▶ **PROBLEMA SCRITTO**: Converti tutte le righe dei record riportati qui sotto in una lista JSON di stringhe, con una stringa per ciascuna riga e senza includere le righe vuote.
++++ RECORD ARCHIVIATI ++++
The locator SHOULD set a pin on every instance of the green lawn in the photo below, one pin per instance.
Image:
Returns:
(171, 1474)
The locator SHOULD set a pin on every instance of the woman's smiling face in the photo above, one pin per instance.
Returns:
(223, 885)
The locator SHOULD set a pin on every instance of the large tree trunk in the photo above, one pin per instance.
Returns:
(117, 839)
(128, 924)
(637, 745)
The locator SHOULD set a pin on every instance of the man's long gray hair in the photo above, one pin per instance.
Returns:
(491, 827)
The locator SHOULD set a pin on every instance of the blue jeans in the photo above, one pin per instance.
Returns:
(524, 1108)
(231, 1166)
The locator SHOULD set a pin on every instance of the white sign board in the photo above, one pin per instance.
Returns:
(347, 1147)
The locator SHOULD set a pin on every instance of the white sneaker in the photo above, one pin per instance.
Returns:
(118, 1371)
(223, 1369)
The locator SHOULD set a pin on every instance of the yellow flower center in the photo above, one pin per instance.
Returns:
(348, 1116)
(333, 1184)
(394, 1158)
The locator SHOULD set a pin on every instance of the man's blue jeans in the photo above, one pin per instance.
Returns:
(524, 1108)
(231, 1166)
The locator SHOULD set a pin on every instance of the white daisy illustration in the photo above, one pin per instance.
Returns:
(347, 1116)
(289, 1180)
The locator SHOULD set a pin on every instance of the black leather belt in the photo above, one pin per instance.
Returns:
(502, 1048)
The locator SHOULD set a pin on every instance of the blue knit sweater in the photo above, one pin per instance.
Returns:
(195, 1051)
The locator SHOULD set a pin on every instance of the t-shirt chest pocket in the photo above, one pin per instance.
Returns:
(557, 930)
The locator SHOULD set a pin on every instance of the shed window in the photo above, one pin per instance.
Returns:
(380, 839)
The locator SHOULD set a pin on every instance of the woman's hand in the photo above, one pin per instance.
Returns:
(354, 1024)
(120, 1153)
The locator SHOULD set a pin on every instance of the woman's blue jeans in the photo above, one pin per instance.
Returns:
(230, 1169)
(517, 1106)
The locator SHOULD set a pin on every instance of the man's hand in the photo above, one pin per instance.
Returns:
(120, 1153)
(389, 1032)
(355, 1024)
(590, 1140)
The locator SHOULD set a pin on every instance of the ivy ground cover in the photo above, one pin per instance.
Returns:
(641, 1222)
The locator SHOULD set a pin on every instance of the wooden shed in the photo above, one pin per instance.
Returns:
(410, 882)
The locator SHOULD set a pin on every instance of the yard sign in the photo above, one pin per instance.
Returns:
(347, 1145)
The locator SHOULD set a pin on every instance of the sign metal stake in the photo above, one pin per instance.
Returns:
++++
▶ **RISPOSTA ALL'ESERCIZIO**:
[
  "The locator SHOULD set a pin on every instance of the green lawn in the photo below, one pin per instance.",
  "Image:",
  "Returns:",
  "(171, 1474)",
  "The locator SHOULD set a pin on every instance of the woman's smiling face in the photo above, one pin per instance.",
  "Returns:",
  "(223, 885)",
  "The locator SHOULD set a pin on every instance of the large tree trunk in the photo above, one pin per instance.",
  "Returns:",
  "(117, 839)",
  "(128, 924)",
  "(637, 745)",
  "The locator SHOULD set a pin on every instance of the man's long gray hair in the photo above, one pin per instance.",
  "Returns:",
  "(491, 827)",
  "The locator SHOULD set a pin on every instance of the blue jeans in the photo above, one pin per instance.",
  "Returns:",
  "(524, 1108)",
  "(231, 1166)",
  "The locator SHOULD set a pin on every instance of the white sign board in the photo above, one pin per instance.",
  "Returns:",
  "(347, 1147)",
  "The locator SHOULD set a pin on every instance of the white sneaker in the photo above, one pin per instance.",
  "Returns:",
  "(118, 1371)",
  "(223, 1369)",
  "The locator SHOULD set a pin on every instance of the yellow flower center in the photo above, one pin per instance.",
  "Returns:",
  "(348, 1116)",
  "(333, 1184)",
  "(394, 1158)",
  "The locator SHOULD set a pin on every instance of the man's blue jeans in the photo above, one pin per instance.",
  "Returns:",
  "(524, 1108)",
  "(231, 1166)",
  "The locator SHOULD set a pin on every instance of the white daisy illustration in the photo above, one pin per instance.",
  "Returns:",
  "(347, 1116)",
  "(289, 1180)",
  "The locator SHOULD set a pin on every instance of the black leather belt in the photo above, one pin per instance.",
  "Returns:",
  "(502, 1048)",
  "The locator SHOULD set a pin on every instance of the blue knit sweater in the photo above, one pin per instance.",
  "Returns:",
  "(195, 1051)",
  "The locator SHOULD set a pin on every instance of the t-shirt chest pocket in the photo above, one pin per instance.",
  "Returns:",
  "(557, 930)",
  "The locator SHOULD set a pin on every instance of the shed window in the photo above, one pin per instance.",
  "Returns:",
  "(380, 839)",
  "The locator SHOULD set a pin on every instance of the woman's hand in the photo above, one pin per instance.",
  "Returns:",
  "(354, 1024)",
  "(120, 1153)",
  "The locator SHOULD set a pin on every instance of the woman's blue jeans in the photo above, one pin per instance.",
  "Returns:",
  "(230, 1169)",
  "(517, 1106)",
  "The locator SHOULD set a pin on every instance of the man's hand in the photo above, one pin per instance.",
  "Returns:",
  "(120, 1153)",
  "(389, 1032)",
  "(355, 1024)",
  "(590, 1140)",
  "The locator SHOULD set a pin on every instance of the ivy ground cover in the photo above, one pin per instance.",
  "Returns:",
  "(641, 1222)",
  "The locator SHOULD set a pin on every instance of the wooden shed in the photo above, one pin per instance.",
  "Returns:",
  "(410, 882)",
  "The locator SHOULD set a pin on every instance of the yard sign in the photo above, one pin per instance.",
  "Returns:",
  "(347, 1145)",
  "The locator SHOULD set a pin on every instance of the sign metal stake in the photo above, one pin per instance.",
  "Returns:"
]